== Document ==

—————

Onze Kerkregeering (11)
Artikel 8 der Kerkorde.
Evenals te Wesel, werd ook op de Synode van 1571 bepaald. De Embdensche K. O. zegt in Art. 52:
„In groote gemeenten zal 't oorbaar zijn, dat men sommigen, die hope geven, dat zij de Kerk Gods te eeniger tijd zullen kunnen dienen, in 't bijzonder oefenen in het proponeeren; en op dat het ordelijk geschiede, zal een kerkedienaar over die actie presideeren.”
De Synode van Dordrecht 1574 zeide zelfs duidelijk dat voor onbestudeerden zulke oefeningen in het proponeeren zonden gehouden worden, doch bepaalde er bij dat zulke personen toch bijzondere gaven moeten bezitten om tot de propositen toegelaten te werden.
Men ging al meer en meer gevoelen dat de gewone weg de weg van studie is en bepaalde daarom in Art. 21 Syn, v. Dordrecht 1574:
„ Aangaande degenen die niet gestudeerd hebben, als handwerkslieden en dergelijken, dewelke noch thans goed verstand hebbende, begeerig zijn tot proponeeren én tot den dienst der kerken zich te begeven, zal men alleen die toelaten, die deze gaven hebben:
Ten eerste godzaligheid, ootmoedigheid en zedigheid; daarna goed verstand en discretie; ten laatste gaven van welsprekendheid.”

—————

== Aangeleverd materiaal ==

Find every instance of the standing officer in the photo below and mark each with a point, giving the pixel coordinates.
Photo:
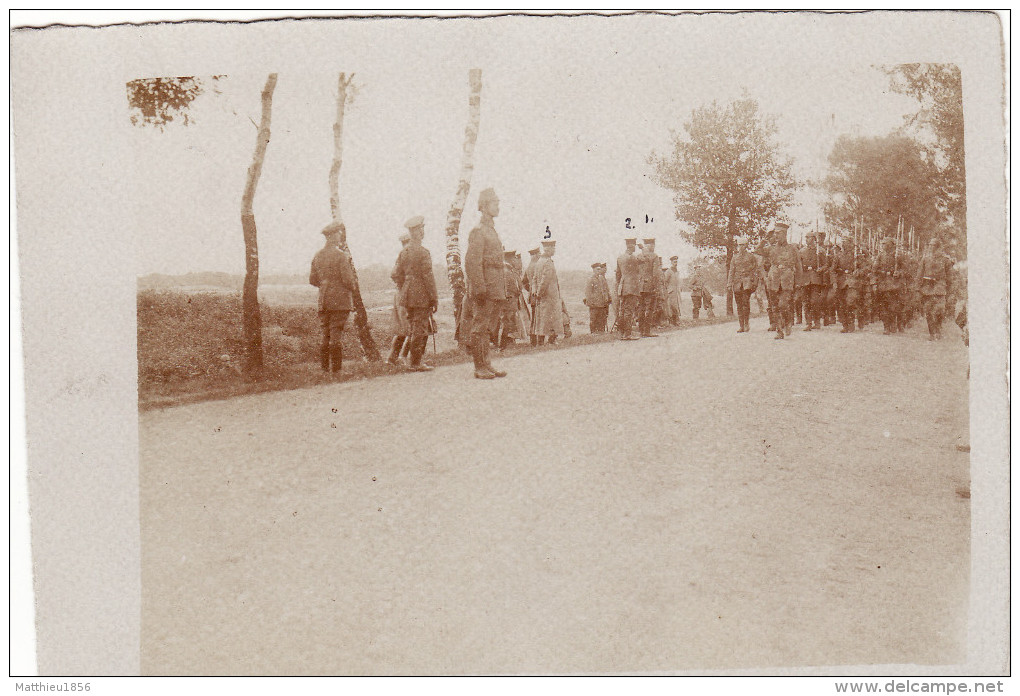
(812, 261)
(627, 288)
(413, 276)
(933, 274)
(649, 286)
(700, 294)
(597, 299)
(844, 286)
(887, 286)
(529, 283)
(673, 292)
(509, 326)
(764, 252)
(743, 281)
(785, 266)
(333, 274)
(486, 285)
(549, 310)
(400, 326)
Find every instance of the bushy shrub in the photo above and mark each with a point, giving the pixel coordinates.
(185, 337)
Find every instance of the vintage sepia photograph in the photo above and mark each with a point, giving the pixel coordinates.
(515, 344)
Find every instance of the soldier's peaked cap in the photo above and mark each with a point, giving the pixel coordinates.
(333, 229)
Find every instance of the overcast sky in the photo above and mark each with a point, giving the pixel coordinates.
(570, 111)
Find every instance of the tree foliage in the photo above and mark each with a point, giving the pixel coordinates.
(879, 179)
(157, 101)
(938, 128)
(727, 175)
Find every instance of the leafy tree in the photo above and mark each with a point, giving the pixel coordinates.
(938, 127)
(157, 101)
(727, 176)
(879, 179)
(345, 93)
(455, 270)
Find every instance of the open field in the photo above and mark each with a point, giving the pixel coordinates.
(702, 500)
(190, 347)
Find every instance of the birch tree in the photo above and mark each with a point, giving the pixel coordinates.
(344, 94)
(250, 310)
(455, 270)
(727, 176)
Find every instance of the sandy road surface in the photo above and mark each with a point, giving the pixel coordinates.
(700, 500)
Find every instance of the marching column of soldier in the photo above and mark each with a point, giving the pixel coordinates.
(839, 282)
(818, 283)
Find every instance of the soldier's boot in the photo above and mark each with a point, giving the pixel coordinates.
(489, 363)
(395, 346)
(417, 352)
(481, 370)
(337, 358)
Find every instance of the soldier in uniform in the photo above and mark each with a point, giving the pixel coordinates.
(743, 281)
(486, 285)
(844, 286)
(673, 292)
(400, 326)
(528, 283)
(549, 307)
(333, 274)
(933, 274)
(863, 280)
(700, 294)
(628, 289)
(649, 286)
(765, 254)
(784, 268)
(597, 299)
(800, 301)
(887, 286)
(509, 329)
(812, 260)
(413, 276)
(828, 281)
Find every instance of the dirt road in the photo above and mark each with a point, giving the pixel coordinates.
(701, 500)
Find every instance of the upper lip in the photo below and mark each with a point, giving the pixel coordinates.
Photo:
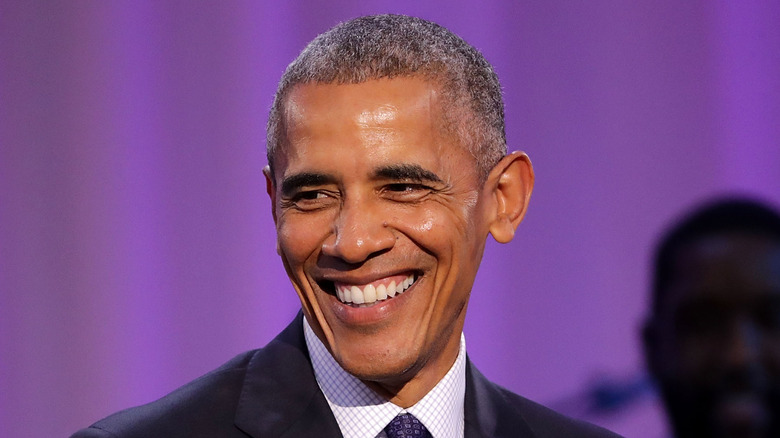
(362, 279)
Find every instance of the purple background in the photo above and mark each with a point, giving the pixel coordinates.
(136, 242)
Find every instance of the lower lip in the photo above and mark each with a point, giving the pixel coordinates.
(375, 313)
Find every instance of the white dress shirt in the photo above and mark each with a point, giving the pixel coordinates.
(361, 413)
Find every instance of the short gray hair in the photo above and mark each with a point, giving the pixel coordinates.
(387, 46)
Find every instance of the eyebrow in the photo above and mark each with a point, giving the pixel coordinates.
(293, 183)
(413, 172)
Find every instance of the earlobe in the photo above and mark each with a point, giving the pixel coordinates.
(512, 181)
(270, 189)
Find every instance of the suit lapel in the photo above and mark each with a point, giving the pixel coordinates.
(487, 413)
(280, 396)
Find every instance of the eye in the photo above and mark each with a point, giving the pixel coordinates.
(308, 200)
(406, 192)
(404, 187)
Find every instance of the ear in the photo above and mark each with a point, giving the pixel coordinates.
(270, 188)
(511, 182)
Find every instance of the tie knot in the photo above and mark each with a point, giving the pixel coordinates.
(406, 426)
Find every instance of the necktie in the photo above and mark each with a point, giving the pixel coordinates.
(406, 426)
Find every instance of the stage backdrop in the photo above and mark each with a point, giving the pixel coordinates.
(136, 241)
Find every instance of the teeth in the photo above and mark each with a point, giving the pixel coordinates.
(357, 295)
(381, 292)
(370, 293)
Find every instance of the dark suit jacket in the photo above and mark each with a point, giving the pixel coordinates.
(272, 393)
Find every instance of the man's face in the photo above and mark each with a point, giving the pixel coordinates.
(718, 346)
(381, 223)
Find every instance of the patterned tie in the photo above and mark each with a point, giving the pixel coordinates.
(406, 426)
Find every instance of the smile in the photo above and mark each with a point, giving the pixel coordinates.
(376, 291)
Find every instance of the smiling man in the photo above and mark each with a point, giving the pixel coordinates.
(387, 172)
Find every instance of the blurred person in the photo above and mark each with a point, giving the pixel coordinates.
(387, 171)
(712, 340)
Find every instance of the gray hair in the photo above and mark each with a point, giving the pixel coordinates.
(387, 46)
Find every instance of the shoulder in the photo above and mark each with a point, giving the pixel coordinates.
(202, 407)
(492, 410)
(547, 422)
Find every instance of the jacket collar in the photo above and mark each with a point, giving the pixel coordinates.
(280, 396)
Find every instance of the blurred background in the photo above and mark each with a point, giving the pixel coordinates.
(136, 242)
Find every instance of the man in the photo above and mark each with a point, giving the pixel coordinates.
(387, 171)
(713, 338)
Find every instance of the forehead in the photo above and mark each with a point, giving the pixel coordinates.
(729, 268)
(390, 118)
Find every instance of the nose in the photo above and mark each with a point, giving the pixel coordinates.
(744, 343)
(359, 232)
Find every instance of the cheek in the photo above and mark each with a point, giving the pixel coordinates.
(299, 238)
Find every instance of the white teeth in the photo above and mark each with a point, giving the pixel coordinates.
(370, 293)
(357, 295)
(381, 292)
(391, 290)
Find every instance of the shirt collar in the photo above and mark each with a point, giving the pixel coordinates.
(360, 412)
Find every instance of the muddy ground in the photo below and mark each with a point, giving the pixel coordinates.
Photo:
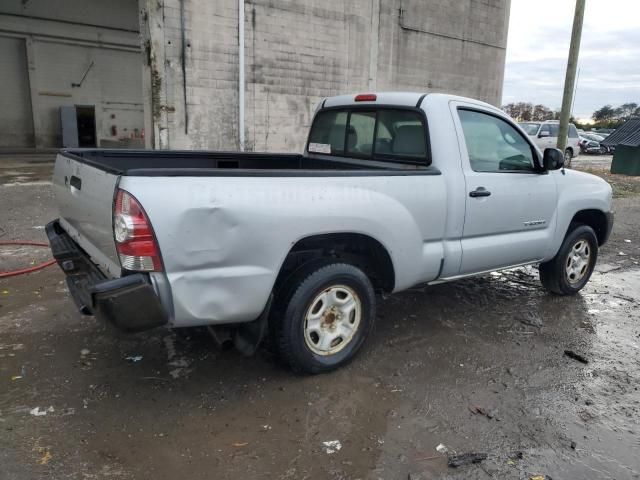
(170, 404)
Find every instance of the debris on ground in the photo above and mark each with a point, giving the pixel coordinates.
(475, 409)
(41, 412)
(478, 410)
(576, 356)
(442, 448)
(332, 446)
(531, 319)
(456, 461)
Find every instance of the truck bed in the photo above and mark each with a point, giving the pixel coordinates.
(207, 163)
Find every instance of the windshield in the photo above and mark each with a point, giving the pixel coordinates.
(530, 128)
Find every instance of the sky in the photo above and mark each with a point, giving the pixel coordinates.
(538, 45)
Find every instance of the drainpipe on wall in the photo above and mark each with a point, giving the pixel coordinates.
(241, 74)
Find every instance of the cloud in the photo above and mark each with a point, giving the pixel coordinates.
(538, 46)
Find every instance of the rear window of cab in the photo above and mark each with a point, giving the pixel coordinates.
(384, 133)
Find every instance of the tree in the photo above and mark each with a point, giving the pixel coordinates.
(605, 114)
(521, 111)
(541, 113)
(626, 111)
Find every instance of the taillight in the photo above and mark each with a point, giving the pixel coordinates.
(366, 97)
(135, 242)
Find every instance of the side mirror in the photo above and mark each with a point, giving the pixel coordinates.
(552, 159)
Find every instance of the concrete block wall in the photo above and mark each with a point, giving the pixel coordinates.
(300, 51)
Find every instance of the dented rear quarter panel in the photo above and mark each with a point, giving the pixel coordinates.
(224, 239)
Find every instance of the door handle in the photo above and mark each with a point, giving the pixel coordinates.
(479, 192)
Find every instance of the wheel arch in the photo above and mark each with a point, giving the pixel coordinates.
(360, 250)
(595, 219)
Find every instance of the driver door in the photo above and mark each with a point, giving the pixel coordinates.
(510, 204)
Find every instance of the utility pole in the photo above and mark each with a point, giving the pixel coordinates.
(570, 77)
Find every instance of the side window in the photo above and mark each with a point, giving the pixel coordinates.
(360, 133)
(328, 132)
(494, 145)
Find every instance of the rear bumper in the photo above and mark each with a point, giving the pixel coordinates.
(609, 227)
(129, 302)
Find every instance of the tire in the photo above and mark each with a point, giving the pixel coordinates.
(569, 271)
(568, 156)
(323, 318)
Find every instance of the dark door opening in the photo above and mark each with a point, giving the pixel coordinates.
(86, 120)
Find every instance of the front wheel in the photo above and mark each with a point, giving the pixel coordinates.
(325, 318)
(569, 271)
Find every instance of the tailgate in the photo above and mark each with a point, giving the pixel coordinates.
(85, 195)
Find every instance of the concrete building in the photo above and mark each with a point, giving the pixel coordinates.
(227, 74)
(70, 53)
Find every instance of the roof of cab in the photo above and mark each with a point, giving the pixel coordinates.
(409, 99)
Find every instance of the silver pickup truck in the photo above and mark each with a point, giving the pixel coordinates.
(392, 190)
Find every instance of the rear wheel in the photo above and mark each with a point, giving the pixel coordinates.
(569, 271)
(323, 319)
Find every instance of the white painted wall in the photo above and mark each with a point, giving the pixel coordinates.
(62, 38)
(299, 51)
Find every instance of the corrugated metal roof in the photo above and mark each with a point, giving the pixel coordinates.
(627, 134)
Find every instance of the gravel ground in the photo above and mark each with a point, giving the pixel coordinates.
(476, 365)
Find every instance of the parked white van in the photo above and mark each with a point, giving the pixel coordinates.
(545, 135)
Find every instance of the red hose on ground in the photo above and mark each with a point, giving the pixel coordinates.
(40, 266)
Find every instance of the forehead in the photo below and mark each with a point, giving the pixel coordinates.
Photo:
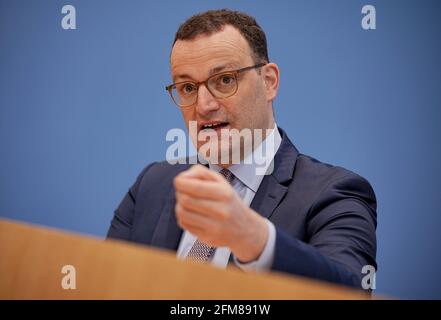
(203, 55)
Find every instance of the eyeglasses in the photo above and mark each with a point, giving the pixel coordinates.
(220, 85)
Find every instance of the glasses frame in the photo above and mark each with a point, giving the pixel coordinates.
(235, 73)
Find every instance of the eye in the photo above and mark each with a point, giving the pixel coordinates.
(226, 79)
(187, 88)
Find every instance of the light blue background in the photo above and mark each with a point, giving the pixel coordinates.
(83, 111)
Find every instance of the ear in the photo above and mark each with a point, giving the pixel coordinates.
(271, 77)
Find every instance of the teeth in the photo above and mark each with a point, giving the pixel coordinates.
(210, 125)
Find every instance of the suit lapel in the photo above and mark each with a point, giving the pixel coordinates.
(167, 233)
(274, 186)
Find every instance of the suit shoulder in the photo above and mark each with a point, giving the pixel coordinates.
(310, 167)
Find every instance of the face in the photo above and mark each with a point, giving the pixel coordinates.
(250, 107)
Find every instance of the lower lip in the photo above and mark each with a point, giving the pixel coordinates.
(217, 129)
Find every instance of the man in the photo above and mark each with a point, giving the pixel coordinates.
(303, 217)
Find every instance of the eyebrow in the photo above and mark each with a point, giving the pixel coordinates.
(229, 65)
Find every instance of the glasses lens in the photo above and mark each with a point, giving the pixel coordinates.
(184, 94)
(223, 85)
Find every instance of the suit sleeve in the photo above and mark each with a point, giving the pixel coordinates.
(121, 225)
(340, 230)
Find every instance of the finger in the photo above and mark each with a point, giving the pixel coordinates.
(188, 219)
(201, 172)
(209, 208)
(203, 188)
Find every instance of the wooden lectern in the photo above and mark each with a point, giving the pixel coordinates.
(33, 260)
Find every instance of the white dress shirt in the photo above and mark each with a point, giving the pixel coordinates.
(246, 184)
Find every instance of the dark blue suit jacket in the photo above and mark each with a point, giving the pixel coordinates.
(325, 216)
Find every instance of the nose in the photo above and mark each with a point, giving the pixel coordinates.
(206, 102)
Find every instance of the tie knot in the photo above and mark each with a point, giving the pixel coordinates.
(227, 175)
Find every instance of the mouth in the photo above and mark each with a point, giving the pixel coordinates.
(214, 125)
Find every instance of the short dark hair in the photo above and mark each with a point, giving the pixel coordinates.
(213, 21)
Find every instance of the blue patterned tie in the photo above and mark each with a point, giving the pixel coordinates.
(200, 251)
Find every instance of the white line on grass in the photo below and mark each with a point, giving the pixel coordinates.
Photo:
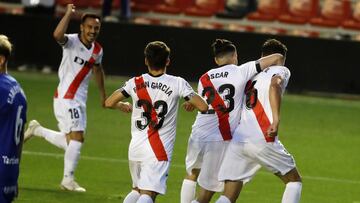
(92, 158)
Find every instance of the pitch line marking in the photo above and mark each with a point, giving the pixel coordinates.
(92, 158)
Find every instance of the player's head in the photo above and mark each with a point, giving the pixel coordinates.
(157, 55)
(5, 51)
(273, 46)
(224, 52)
(89, 27)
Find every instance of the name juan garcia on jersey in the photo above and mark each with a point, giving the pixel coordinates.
(155, 85)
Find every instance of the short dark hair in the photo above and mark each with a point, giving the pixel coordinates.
(157, 53)
(222, 47)
(273, 46)
(5, 46)
(89, 15)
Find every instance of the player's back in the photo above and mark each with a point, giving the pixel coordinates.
(12, 120)
(223, 88)
(153, 121)
(256, 115)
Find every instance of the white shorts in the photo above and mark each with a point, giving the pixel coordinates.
(206, 156)
(150, 175)
(70, 114)
(243, 160)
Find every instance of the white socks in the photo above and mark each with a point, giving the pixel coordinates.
(188, 190)
(72, 155)
(223, 199)
(292, 192)
(56, 138)
(132, 197)
(144, 199)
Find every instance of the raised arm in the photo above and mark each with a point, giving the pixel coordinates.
(99, 78)
(115, 102)
(198, 102)
(271, 60)
(275, 92)
(59, 32)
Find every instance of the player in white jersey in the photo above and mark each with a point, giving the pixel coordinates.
(255, 142)
(223, 87)
(155, 97)
(82, 56)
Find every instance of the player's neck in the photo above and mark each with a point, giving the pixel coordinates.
(86, 43)
(156, 73)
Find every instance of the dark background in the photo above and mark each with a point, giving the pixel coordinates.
(316, 64)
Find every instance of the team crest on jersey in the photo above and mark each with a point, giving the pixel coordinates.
(94, 55)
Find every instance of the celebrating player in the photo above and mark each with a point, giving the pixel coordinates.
(82, 55)
(212, 130)
(12, 121)
(255, 142)
(155, 97)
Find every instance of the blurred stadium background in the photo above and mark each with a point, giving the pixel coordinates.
(320, 115)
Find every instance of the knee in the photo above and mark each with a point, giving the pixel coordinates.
(77, 136)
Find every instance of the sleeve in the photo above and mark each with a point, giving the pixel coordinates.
(249, 70)
(127, 87)
(99, 58)
(185, 90)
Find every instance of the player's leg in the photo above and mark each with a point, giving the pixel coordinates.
(237, 168)
(188, 188)
(147, 196)
(152, 180)
(231, 192)
(293, 183)
(208, 177)
(134, 195)
(275, 158)
(54, 137)
(71, 158)
(193, 163)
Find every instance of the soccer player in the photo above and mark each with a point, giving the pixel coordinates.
(155, 97)
(212, 130)
(12, 121)
(82, 55)
(255, 142)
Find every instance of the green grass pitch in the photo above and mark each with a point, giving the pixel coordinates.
(322, 134)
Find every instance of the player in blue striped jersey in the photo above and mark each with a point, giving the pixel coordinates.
(12, 120)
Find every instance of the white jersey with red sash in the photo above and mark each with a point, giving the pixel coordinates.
(154, 115)
(75, 68)
(223, 89)
(256, 116)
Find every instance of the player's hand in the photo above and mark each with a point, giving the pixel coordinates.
(102, 101)
(273, 129)
(70, 9)
(188, 106)
(125, 107)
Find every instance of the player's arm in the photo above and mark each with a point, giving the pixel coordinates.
(115, 102)
(275, 92)
(198, 102)
(99, 78)
(59, 32)
(270, 60)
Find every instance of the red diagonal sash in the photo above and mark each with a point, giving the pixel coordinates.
(219, 107)
(153, 133)
(70, 93)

—————

Wie moet volgens de Embdensche K. O., zoals het document die aanhaalt, presideren over de oefening in het proponeren? De rijen spelen hierbij geen enkele rol.

Een kerkedienaar.